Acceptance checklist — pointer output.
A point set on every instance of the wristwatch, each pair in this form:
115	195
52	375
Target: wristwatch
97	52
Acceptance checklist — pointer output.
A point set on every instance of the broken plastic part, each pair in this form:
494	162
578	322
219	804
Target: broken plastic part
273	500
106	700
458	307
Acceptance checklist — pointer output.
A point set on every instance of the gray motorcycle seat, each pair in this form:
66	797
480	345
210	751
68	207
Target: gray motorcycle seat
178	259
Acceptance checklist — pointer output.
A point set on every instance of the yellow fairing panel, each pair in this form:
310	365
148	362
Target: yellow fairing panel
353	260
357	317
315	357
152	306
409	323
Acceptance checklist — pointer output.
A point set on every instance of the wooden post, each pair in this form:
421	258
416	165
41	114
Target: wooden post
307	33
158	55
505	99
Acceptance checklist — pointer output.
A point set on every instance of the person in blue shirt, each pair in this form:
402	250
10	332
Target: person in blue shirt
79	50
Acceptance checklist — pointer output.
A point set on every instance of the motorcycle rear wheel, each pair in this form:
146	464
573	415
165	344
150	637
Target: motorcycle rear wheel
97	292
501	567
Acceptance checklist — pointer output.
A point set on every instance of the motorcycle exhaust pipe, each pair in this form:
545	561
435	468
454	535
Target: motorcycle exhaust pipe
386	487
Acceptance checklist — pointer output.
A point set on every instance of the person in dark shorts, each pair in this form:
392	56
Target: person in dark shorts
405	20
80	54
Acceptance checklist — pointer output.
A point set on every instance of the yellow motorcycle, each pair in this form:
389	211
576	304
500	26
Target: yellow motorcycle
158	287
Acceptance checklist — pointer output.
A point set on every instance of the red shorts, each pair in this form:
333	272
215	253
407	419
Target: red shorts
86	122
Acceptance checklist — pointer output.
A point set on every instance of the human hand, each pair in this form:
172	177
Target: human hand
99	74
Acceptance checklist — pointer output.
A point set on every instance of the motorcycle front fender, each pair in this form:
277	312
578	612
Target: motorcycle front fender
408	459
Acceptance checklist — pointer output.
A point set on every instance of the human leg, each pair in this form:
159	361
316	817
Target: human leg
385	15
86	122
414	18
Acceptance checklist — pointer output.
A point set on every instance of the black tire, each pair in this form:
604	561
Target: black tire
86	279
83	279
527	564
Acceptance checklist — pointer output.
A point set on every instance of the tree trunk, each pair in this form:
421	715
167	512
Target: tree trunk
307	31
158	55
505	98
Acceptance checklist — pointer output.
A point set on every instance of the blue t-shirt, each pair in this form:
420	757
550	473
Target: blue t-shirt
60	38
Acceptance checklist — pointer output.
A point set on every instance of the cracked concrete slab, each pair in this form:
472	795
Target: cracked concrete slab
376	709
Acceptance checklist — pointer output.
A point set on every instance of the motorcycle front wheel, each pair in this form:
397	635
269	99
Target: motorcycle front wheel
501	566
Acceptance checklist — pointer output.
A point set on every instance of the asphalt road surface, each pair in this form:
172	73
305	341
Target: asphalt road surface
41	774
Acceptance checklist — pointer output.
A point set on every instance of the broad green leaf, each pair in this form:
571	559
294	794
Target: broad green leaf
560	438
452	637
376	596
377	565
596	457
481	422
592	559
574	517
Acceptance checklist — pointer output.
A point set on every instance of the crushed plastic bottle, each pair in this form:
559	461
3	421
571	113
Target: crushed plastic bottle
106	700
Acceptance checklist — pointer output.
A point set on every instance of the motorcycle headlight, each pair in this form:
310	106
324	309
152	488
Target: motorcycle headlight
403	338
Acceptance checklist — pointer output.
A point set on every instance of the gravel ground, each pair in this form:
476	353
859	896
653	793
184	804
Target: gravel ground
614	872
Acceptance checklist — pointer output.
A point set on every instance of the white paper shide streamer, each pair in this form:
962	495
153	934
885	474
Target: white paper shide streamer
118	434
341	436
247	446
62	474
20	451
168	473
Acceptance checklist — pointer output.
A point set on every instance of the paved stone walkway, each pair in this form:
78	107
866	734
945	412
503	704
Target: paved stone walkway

▸ REQUIRED TASK: Recite the full listing above exactly.

▸ RESULT OF THIS TASK:
Acceptance checklist — pointer output.
A point set on every instance of the wristwatch, each pair in this form:
115	195
52	375
Target: wristwatch
97	52
Acceptance checklist — pointer output.
A point set on every instance of the broken plastic part, each pair in this form:
494	162
578	322
219	804
Target: broken plastic part
273	500
106	700
458	307
Acceptance checklist — pointer output.
A point set on every instance of the gray motorcycle seat, each pair in this form:
66	797
480	345
210	751
68	207
Target: gray motorcycle seat
178	259
Acceptance checklist — pointer output.
A point set on every instance of the yellow fairing panel, each pair in this form:
310	365
148	362
Target: yellow fairing panel
353	260
357	317
315	357
152	306
409	323
Acceptance checklist — pointer output.
A point set on every instance of the wooden post, each pair in this form:
421	258
416	165
41	114
Target: wooden post
307	33
158	55
505	99
Acceptance checklist — pointer output.
A point set on every instance of the person in blue shirt, each pair in this form:
402	250
10	332
Target: person in blue shirt
79	50
Acceptance checklist — pointer output.
A point set on every instance of the motorcycle rear wheel, each pair in this form:
146	464
573	415
165	344
150	637
Target: motorcycle rear wheel
97	292
501	567
Acceptance checklist — pointer output.
A point set on every instance of the motorcycle exhaust pipe, each pair in this form:
545	561
435	468
454	535
Target: motorcycle exhaust pipe
386	487
Acceptance checklist — pointer output.
A point set on every instance of the person in dark shorts, each pair in this form:
392	56
Target: person in dark shorts
405	20
80	54
Acceptance checklist — pointer output.
A point set on every instance of the yellow motorcycle, each pair in this form:
389	211
576	304
500	26
Target: yellow motorcycle
158	287
Acceptance checklist — pointer output.
A point set on every instance of the red shorts, each pair in this form:
333	272
215	253
407	419
Target: red shorts
86	122
Acceptance checklist — pointer output.
A point set on every instance of the human hand, each pair in this form:
172	177
Target: human hand
99	74
Acceptance checklist — pointer output.
A point set on every instance of the motorcycle front fender, each pair in this form:
277	312
578	612
Target: motorcycle front fender
408	459
Acceptance checklist — pointer output.
A point set on every instance of the human leg, each pair in this form:
159	361
316	817
Target: human leg
385	15
86	122
414	18
Acceptance checklist — pointer output.
A point set on every instance of the black tire, each pair in this form:
604	561
Target: black tire
86	279
83	279
527	564
Acceptance checklist — pointer output.
A point set on every instance of the tree trunk, each pair in this form:
421	715
167	512
Target: tree trunk
307	31
158	55
505	98
Acceptance checklist — pointer output.
A point set on every instance of the blue t-shirt, each pair in this form:
420	757
550	473
Target: blue t-shirt
60	38
Acceptance checklist — pointer output.
A point set on every instance of the cracked concrete slab, each pair in this form:
472	795
Target: cracked concrete slab
376	709
Acceptance checklist — pointer output.
A point set on every instance of the motorcycle front wheel, each pair in this form:
397	635
269	99
Target: motorcycle front wheel
501	566
Acceptance checklist — pointer output.
A point set on every instance of the asphalt road surface, each pair in this form:
172	73
305	341
Target: asphalt road surface
41	774
Acceptance checklist — pointer output.
A point set on every instance of the broad green leaf, each pair in this form:
571	559
294	794
Target: broad green leaf
560	438
452	637
376	596
377	565
596	457
481	422
592	559
574	517
Acceptance checklist — pointer output.
A point set on every instance of the crushed plastic bottle, each pair in this form:
559	461
3	421
571	113
Target: crushed plastic bottle
106	700
Acceptance checklist — pointer output.
A point set on every instance of the motorcycle headlight, each pair in this form:
310	106
324	309
152	488
Target: motorcycle headlight
403	338
Acceptance checklist — pointer output.
A point set on every instance of the gravel ground, each pair in this form:
476	353
859	896
653	793
184	804
Target: gravel ground
614	872
Acceptance checklist — pointer output.
A point set on every instance of the white paper shide streamer, each pair in this form:
962	495
153	934
885	474
Target: white paper shide streamer
118	434
341	436
247	446
62	474
20	451
168	473
Acceptance checklist — pointer output.
A point set on every instance of the paved stone walkway, each pair in this form:
78	107
866	734
945	412
503	704
Target: paved stone walkway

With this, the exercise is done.